### Exercise directions
Please copy out every row below character for character, leaving out the pictures.

### Data provided
________

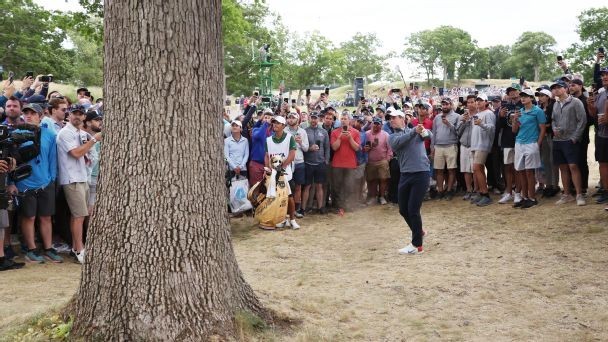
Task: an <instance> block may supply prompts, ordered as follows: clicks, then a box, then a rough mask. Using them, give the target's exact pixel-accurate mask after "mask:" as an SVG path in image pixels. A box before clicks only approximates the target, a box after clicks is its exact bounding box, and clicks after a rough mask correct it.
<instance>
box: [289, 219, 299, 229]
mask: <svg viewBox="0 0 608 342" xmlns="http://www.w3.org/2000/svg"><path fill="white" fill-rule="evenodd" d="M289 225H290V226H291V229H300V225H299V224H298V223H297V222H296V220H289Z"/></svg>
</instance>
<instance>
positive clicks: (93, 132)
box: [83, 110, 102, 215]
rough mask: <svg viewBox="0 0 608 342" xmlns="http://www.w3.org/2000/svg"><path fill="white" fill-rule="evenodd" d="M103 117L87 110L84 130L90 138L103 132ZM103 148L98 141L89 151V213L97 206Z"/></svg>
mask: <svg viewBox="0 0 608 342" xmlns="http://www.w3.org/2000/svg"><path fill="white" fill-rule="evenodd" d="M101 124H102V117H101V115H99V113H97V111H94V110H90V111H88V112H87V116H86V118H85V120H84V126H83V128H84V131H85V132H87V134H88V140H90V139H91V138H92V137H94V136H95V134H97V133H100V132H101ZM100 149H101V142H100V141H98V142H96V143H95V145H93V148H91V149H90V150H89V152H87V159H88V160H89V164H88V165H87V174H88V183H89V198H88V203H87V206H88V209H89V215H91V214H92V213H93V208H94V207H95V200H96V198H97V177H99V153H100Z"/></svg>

________

### Solution below
Task: an <instance> block may supply prompts, ordered as follows: clicks, then a box, then a rough mask. Using them, give the target's exact pixel-accurate mask after "mask:" as an SVG path in image pixels. A box before clicks only approximates the target, a box after clicks is its exact bounding box, and clicks after a rough mask correct it.
<instance>
box: [289, 219, 299, 229]
mask: <svg viewBox="0 0 608 342" xmlns="http://www.w3.org/2000/svg"><path fill="white" fill-rule="evenodd" d="M289 225H290V226H291V229H300V225H299V224H298V223H297V222H296V220H289Z"/></svg>
</instance>
<instance>
positive clicks: (93, 132)
box: [83, 110, 102, 215]
rough mask: <svg viewBox="0 0 608 342" xmlns="http://www.w3.org/2000/svg"><path fill="white" fill-rule="evenodd" d="M103 117L87 110L84 130L90 138L103 132ZM103 148L98 141L89 151V213L97 206Z"/></svg>
mask: <svg viewBox="0 0 608 342" xmlns="http://www.w3.org/2000/svg"><path fill="white" fill-rule="evenodd" d="M101 124H102V117H101V115H99V113H97V111H94V110H90V111H88V112H87V116H86V118H85V120H84V126H83V128H84V131H85V132H87V134H88V140H90V139H91V138H92V137H94V136H95V134H97V133H100V132H101ZM100 149H101V142H100V141H98V142H96V143H95V145H93V148H91V149H90V150H89V152H87V159H88V160H89V164H88V165H87V174H88V183H89V198H88V203H87V206H88V209H89V215H91V214H92V213H93V208H94V207H95V200H96V198H97V177H99V153H100Z"/></svg>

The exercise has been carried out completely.